Extractions

The extraction process consists In getting a set of consistent data from a source into an archive (H2 or database schema), while guaranteeing the referential integrity of the database. All of the extractions defined in a request are stored in the same archive and are based on the same data model. The definition of the referenced data to retrieve is defined in the extraction package.

The extraction, based on the source data model, retrieves all of the dependent data so as to get a consistent set of data in the archive. Filters are applied during the extraction to restrict the rows selected, avoiding retrieving all rows from the tables.

The results of the extraction are kept for each extraction instance, unless the instance is deleted. The extraction results can also be injected as many times as necessary, as long as the target database is compatible, meaning that it contains the same table names and structures as the extraction tables stored in the archive.

For each extraction process, the extraction request contains the extraction branches, each of it containing extractions. The extraction request is made of one or multiple extraction definition. The initial extraction is the first request made to the database to get initial data from one table. Each referenced or dependent data linked to this first set of data fetched at level 0 constitute the next level, and eventually, each fetched data has a new level. As a level of extraction is represented by a table, filters can be applied on levels.

Extractions

Extractions are accessed and managed in the Extractions view.

Extraction modes

The extraction process gets a set of consistent data from a source and stores that data in an archive. The definition of the data to retrieve is defined in the extraction package. The extraction, with the help of the provided source data model, is in charge of retrieving all of the direct and intermediate linked table data of the initial table. A filter can be defined in the extraction package so as to define the rows to extract, avoiding retrieving all rows from the initial extracted table.

Data linked to extracted data can be referenced or dependent. To comply with these two options and validate the data model with respect of referential integrity constraints, DOT Extract offers three extraction modes: referenced, all and all limited.

**Challenge 1**
Pull out every line in the records that contains the string "crowd", matching case exactly.

**Task material**
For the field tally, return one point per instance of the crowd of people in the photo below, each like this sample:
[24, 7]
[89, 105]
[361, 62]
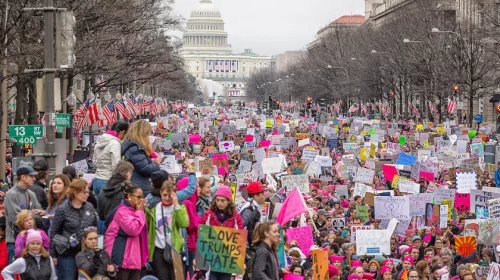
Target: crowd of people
[141, 217]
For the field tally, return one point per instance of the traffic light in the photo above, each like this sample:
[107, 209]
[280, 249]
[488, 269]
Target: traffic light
[65, 40]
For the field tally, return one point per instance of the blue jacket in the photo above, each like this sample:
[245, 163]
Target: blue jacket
[143, 165]
[497, 177]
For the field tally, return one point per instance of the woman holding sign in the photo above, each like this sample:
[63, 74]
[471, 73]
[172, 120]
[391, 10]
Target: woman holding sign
[266, 238]
[222, 213]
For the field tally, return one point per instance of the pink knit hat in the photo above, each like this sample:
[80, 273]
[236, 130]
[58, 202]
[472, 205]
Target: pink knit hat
[224, 191]
[33, 235]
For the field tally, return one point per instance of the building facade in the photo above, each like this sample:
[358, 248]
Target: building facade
[220, 73]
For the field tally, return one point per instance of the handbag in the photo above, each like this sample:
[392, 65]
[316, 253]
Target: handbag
[61, 244]
[170, 255]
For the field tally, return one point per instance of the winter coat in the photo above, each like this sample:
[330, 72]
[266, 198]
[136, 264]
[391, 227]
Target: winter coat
[126, 238]
[179, 220]
[68, 221]
[110, 196]
[265, 265]
[94, 263]
[21, 241]
[107, 154]
[232, 222]
[40, 190]
[143, 165]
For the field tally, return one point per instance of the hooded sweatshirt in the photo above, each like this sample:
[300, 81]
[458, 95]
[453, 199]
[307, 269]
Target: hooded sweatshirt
[110, 196]
[107, 154]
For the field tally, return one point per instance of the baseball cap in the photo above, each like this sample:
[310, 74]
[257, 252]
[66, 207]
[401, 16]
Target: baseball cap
[25, 170]
[255, 188]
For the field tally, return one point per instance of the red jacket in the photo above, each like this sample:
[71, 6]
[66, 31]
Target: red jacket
[232, 222]
[4, 256]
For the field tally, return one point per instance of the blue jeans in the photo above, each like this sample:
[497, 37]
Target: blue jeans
[66, 268]
[11, 248]
[98, 185]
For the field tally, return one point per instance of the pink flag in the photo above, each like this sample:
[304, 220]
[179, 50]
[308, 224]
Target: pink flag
[293, 206]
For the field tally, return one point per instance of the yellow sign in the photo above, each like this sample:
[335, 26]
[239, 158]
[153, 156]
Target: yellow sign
[269, 123]
[300, 136]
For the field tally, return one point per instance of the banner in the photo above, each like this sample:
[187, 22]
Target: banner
[221, 249]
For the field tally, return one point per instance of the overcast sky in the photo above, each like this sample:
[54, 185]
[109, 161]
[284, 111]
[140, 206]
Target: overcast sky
[270, 27]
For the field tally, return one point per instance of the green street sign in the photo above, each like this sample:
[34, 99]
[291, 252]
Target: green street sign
[22, 131]
[63, 120]
[26, 140]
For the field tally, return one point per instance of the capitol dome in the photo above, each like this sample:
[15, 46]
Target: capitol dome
[205, 9]
[205, 31]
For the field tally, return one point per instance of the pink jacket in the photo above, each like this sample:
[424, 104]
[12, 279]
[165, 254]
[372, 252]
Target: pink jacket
[126, 238]
[21, 241]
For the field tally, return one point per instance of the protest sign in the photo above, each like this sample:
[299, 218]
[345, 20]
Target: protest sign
[494, 208]
[272, 165]
[296, 181]
[465, 246]
[320, 264]
[226, 146]
[361, 189]
[466, 181]
[462, 202]
[443, 194]
[373, 242]
[342, 190]
[443, 216]
[81, 166]
[407, 186]
[406, 159]
[388, 207]
[303, 237]
[479, 198]
[364, 175]
[355, 229]
[221, 249]
[418, 203]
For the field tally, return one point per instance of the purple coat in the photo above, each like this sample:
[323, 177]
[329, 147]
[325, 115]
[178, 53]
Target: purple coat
[126, 238]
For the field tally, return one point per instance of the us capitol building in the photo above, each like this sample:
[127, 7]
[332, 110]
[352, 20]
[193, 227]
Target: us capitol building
[220, 74]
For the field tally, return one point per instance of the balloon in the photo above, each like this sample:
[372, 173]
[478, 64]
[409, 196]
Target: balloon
[402, 140]
[472, 133]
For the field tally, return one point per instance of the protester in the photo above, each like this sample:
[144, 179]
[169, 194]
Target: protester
[34, 263]
[126, 238]
[67, 228]
[164, 223]
[92, 261]
[107, 154]
[17, 199]
[137, 149]
[57, 195]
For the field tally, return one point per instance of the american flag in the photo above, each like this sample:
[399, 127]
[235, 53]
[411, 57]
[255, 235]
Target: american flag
[452, 105]
[354, 108]
[364, 109]
[93, 111]
[109, 112]
[122, 108]
[132, 105]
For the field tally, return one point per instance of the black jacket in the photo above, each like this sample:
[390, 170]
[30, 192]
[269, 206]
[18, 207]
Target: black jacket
[94, 263]
[110, 196]
[265, 264]
[143, 165]
[68, 221]
[39, 189]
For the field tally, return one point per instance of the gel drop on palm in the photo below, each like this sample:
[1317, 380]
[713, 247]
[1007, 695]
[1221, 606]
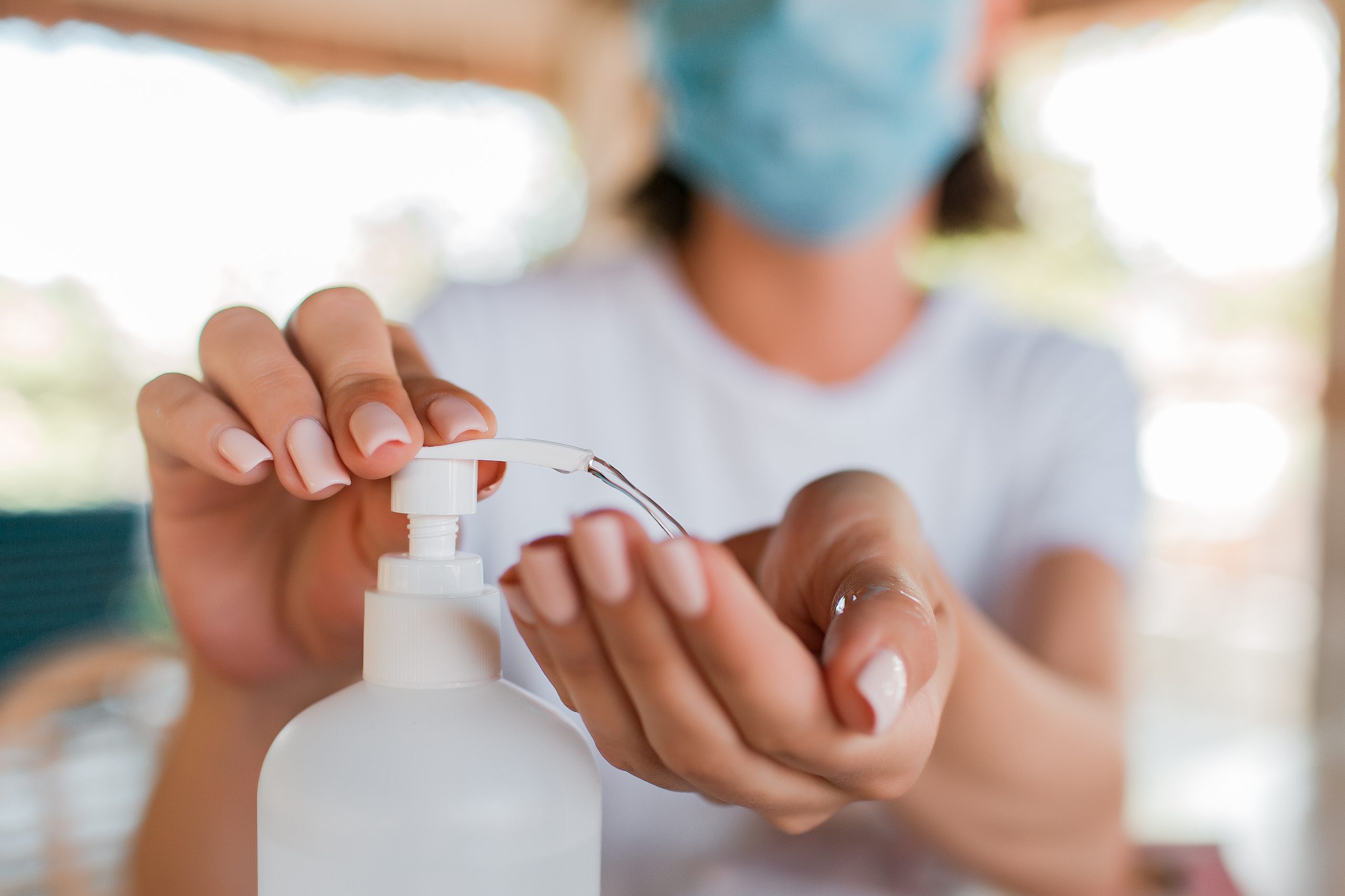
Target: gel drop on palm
[432, 777]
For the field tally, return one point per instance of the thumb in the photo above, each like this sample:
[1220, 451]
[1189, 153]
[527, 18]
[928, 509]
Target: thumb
[882, 646]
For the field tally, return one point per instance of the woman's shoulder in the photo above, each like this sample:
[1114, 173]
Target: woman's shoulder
[1033, 368]
[553, 308]
[555, 290]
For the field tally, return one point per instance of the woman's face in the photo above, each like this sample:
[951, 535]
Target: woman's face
[822, 120]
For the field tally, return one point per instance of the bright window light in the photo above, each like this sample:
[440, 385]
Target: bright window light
[1209, 145]
[174, 181]
[1214, 456]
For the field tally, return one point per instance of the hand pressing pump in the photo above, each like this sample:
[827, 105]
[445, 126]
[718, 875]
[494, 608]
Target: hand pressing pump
[432, 775]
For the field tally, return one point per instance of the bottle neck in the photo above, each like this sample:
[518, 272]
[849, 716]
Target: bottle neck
[431, 622]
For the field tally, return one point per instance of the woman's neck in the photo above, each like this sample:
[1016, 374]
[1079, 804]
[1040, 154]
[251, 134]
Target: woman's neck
[826, 314]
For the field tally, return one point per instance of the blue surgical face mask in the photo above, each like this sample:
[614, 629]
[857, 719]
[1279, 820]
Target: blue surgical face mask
[815, 119]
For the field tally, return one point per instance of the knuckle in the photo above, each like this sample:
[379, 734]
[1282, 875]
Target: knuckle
[231, 320]
[359, 384]
[627, 758]
[796, 822]
[883, 787]
[162, 396]
[277, 384]
[334, 300]
[784, 741]
[690, 763]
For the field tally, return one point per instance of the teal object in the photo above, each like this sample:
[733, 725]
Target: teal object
[68, 574]
[815, 119]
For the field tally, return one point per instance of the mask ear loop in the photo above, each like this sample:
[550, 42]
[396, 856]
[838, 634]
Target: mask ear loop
[613, 477]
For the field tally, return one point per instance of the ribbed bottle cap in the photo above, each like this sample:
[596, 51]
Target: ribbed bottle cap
[447, 576]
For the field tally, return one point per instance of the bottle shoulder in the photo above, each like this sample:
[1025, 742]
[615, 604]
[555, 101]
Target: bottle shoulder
[470, 765]
[493, 724]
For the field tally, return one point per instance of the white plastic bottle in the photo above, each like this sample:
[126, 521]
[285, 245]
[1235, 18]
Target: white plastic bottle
[432, 775]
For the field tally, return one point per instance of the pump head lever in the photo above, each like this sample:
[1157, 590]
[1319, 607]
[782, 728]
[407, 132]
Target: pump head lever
[557, 456]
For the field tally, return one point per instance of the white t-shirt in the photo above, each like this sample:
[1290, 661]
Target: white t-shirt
[1010, 440]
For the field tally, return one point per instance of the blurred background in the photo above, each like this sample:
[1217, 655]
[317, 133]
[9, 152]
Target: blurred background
[1175, 170]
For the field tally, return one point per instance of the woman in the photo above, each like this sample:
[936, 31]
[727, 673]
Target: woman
[868, 664]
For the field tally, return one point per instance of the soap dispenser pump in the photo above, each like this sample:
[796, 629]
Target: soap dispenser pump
[432, 775]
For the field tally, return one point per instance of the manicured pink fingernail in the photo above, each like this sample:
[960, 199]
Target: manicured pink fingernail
[680, 575]
[241, 449]
[455, 418]
[883, 681]
[602, 557]
[314, 455]
[551, 583]
[517, 602]
[374, 424]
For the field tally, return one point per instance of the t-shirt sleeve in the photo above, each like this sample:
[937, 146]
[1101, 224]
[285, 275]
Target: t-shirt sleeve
[1078, 431]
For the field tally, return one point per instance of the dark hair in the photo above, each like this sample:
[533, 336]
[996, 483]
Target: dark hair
[974, 198]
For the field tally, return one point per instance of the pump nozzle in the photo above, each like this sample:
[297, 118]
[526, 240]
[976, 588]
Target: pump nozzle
[441, 481]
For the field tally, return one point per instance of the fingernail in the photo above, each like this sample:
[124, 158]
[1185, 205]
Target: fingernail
[517, 602]
[602, 556]
[677, 569]
[551, 583]
[883, 681]
[314, 455]
[455, 418]
[374, 424]
[241, 449]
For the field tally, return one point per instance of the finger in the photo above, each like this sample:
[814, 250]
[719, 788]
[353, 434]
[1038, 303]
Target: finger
[682, 717]
[882, 646]
[447, 412]
[582, 666]
[770, 681]
[249, 363]
[340, 337]
[185, 423]
[525, 621]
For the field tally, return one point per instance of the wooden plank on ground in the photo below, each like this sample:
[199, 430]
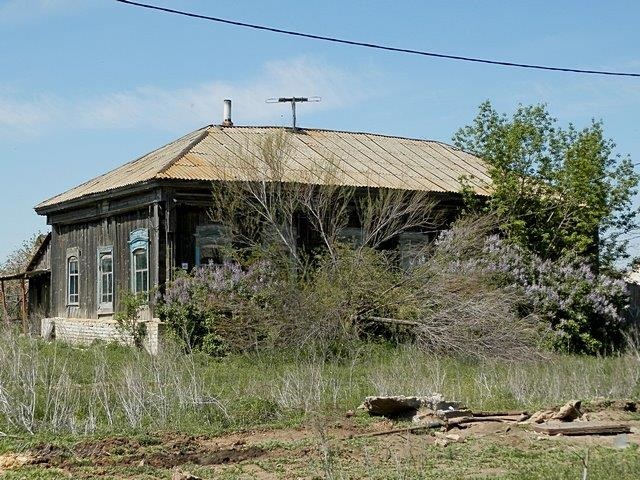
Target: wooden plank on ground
[581, 428]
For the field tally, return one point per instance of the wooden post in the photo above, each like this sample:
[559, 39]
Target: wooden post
[25, 313]
[5, 310]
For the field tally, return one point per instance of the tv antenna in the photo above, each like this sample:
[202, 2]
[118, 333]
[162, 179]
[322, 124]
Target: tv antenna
[293, 101]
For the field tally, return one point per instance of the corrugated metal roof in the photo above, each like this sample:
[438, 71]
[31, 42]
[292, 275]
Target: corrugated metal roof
[313, 156]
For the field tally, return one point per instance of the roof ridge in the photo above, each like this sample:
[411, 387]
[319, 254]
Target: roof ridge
[343, 131]
[181, 153]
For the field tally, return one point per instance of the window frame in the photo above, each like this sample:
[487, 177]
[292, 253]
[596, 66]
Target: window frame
[139, 242]
[105, 307]
[73, 255]
[135, 271]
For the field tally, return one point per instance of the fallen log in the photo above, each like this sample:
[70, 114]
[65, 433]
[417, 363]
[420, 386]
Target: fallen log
[508, 413]
[581, 428]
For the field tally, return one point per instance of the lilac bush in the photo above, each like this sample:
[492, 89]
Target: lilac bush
[583, 309]
[206, 307]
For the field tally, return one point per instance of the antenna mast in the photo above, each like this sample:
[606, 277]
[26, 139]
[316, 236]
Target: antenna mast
[293, 101]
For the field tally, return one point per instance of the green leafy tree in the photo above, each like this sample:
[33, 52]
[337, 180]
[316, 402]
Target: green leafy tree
[556, 190]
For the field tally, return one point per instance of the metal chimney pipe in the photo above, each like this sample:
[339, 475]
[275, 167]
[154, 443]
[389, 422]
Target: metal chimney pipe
[226, 116]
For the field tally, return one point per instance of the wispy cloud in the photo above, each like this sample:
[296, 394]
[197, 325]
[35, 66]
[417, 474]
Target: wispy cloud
[17, 11]
[181, 108]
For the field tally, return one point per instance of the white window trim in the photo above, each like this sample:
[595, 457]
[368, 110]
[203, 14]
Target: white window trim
[105, 307]
[135, 271]
[72, 253]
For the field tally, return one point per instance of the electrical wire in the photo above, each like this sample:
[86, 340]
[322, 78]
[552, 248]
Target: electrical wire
[377, 46]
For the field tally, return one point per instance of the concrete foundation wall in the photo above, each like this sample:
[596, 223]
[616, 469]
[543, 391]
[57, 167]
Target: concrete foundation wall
[84, 331]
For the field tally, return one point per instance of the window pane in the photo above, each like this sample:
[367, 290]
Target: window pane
[140, 259]
[106, 264]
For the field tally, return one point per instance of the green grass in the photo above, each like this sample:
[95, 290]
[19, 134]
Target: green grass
[53, 388]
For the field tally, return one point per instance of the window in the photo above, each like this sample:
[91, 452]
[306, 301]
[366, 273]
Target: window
[105, 279]
[140, 271]
[139, 247]
[73, 276]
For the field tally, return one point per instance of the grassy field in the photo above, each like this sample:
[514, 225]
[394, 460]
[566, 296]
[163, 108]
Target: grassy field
[112, 412]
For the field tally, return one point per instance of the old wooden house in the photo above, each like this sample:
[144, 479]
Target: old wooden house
[130, 228]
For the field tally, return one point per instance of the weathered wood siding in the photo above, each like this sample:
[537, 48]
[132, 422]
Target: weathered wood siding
[187, 221]
[87, 237]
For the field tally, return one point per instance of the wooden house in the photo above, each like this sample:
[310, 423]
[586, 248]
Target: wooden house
[130, 228]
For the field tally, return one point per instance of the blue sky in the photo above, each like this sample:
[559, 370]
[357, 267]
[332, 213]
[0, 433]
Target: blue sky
[86, 85]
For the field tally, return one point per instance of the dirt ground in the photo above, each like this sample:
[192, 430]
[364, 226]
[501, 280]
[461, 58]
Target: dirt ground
[296, 453]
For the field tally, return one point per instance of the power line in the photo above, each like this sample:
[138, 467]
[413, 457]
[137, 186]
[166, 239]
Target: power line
[377, 46]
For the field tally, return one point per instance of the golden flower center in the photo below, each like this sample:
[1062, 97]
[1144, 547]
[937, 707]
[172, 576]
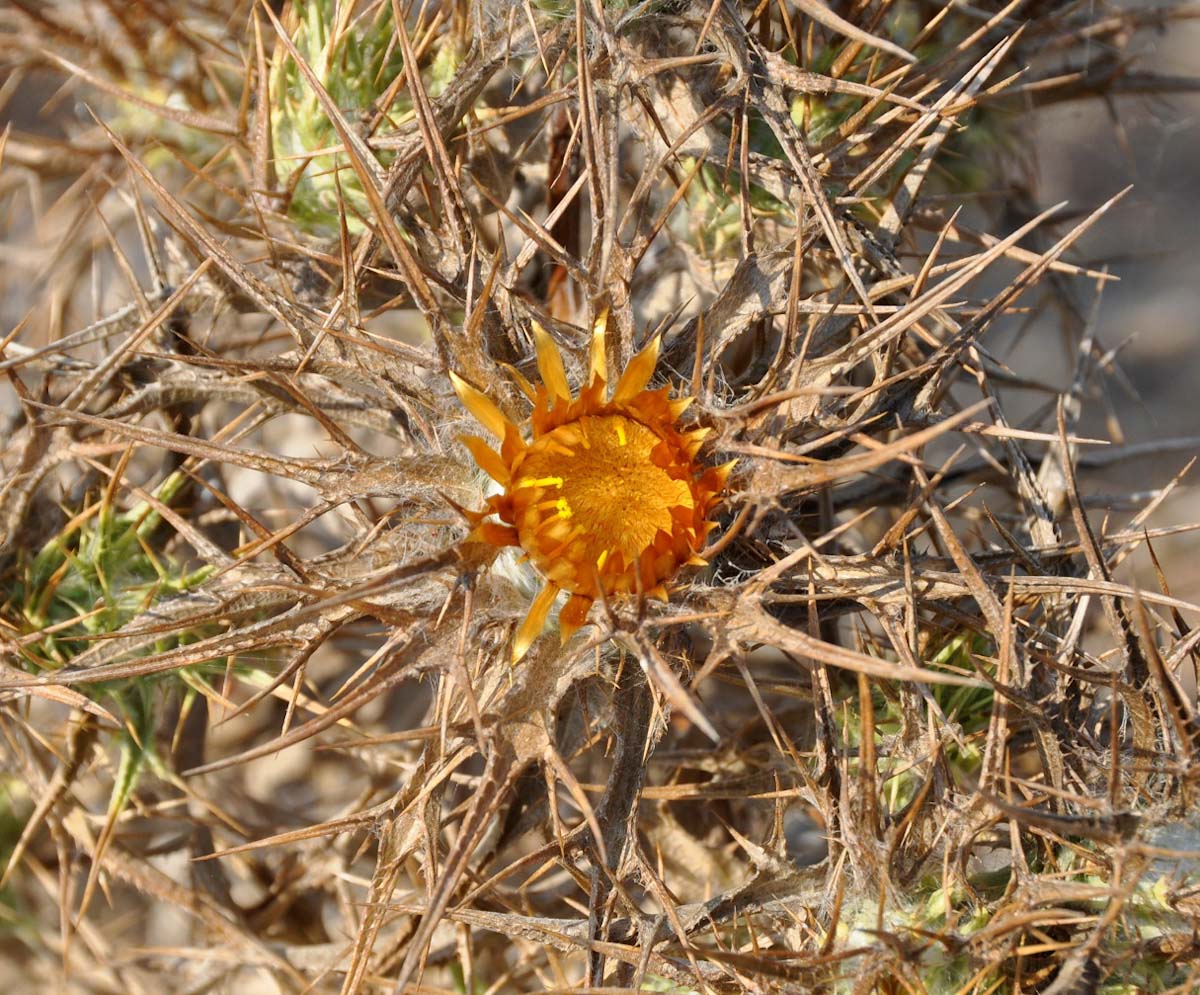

**Challenge 2**
Write the next part of the page on data extractions, picking up after its last sentence.

**Response 1**
For the field tally, return one point per instance of the crowd of people in the photo below, each like this sample:
Target: crowd of people

**Response 2**
Note
Once the extraction mode is selected for an extraction request, it stays the same for all of the following extraction processes.
Referenced Data
With this mode of extraction, the parent data is extracted in accordance with the declared SQL referential integrity constraints. This type of extraction extracts the data linked to the filter and the data that is referenced by it.
In this mode, only referenced tables are extracted.
All Limited
With this mode of extraction, dependent and referential tables are taken from the initial table to extract.
Referenced tables can only extract referenced table, whereas dependent tables can extract both referenced and dependent tables. This type of extraction allows to exclude data dependencies during the extraction.
All

With this mode of extraction, the parent and the child data is extracted in accordance with the declared SQL referential integrity constraints. This type of extraction allows to extract the data linked to the filter, the data that are referenced by it as well as the data that are dependent on it.

In this mode, referenced and dependent tables are extracted.

Important!

Use this extraction mode with caution, as the extraction process tends to fetch the entire data included in the database.

Manage extractions

Create an extraction

Follow the subsequent steps to create a new extraction.

Step 1   Click on the Extractions tab to open the Extraction view, then click the  Add button.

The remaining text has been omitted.